■ **Text extract**

But Brewer isn’t alone, says Chris Galen, spokesman for the National Milk Producers Federation in Arlington, Virginia.

“We’ve seen a decline in dairy farm numbers going back to the end of World War II,” Galen says. “Seeing a year-over-year decline is the norm.”

Galen says dairy is a business where it’s increasingly hard for small, family farmers -- like Jerry Brewer and his kids -- to make a living.

“There’s a number of different things happening,” he says. “One is that milk prices at the farm level -- when you adjust for inflation -- have declined significantly and so it’s harder for a smaller-sized farm to support your typical family.”

Dairy farming is also just a really demanding job -- there are no off-days.

“If you are a smaller farm that doesn’t have hired help, or you don’t have anyone coming in to help you, and you have to milk those cows every day of the year, that is very taxing on people,” Galen says.

This has resulted in a nearly 50 percent drop in the number of dairy farms in Kentucky over the last decade:

“[There were] 1,335 dairy farms in 2005,” Galen says. “Then 2015, 10 years later, there were 690.”

Nationally, the drop is similar-- and in Indiana, the Brewers own the only dairy farm left in Crawford County.

“Economically, it’s just hard to compete as a small farm,” Jerry Brewer says.

Their community of Marengo has tried to rally around them -- hosting bake sales and starting some online crowdfunding --  in hopes that the family can retain some of their land.

But Brewer knows it probably won’t be enough to save the entire family farm.

All the prayers and pats on the back -- it’s helped,” Brewer says. “This is tough. My dad, I mean, he stomped all over Germany, Japan and France -- and he comes home and makes this. It’s just hard.”

■ **Set of tasks**
1. In the dairy farm text, how many dairy farms did Kentucky have in 2015?
2. Reproduce the dairy farm text from "Nationally, the drop" to "entire family farm.", swapping "bake sales" for "potluck dinners".

■ **Given data**

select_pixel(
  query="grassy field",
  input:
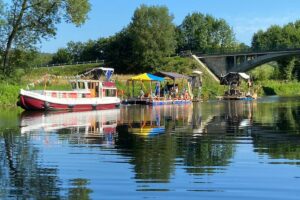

■ **Exercise results**
1. 690

2.
Nationally, the drop is similar-- and in Indiana, the Brewers own the only dairy farm left in Crawford County.

“Economically, it’s just hard to compete as a small farm,” Jerry Brewer says.

Their community of Marengo has tried to rally around them -- hosting potluck dinners and starting some online crowdfunding --  in hopes that the family can retain some of their land.

But Brewer knows it probably won’t be enough to save the entire family farm.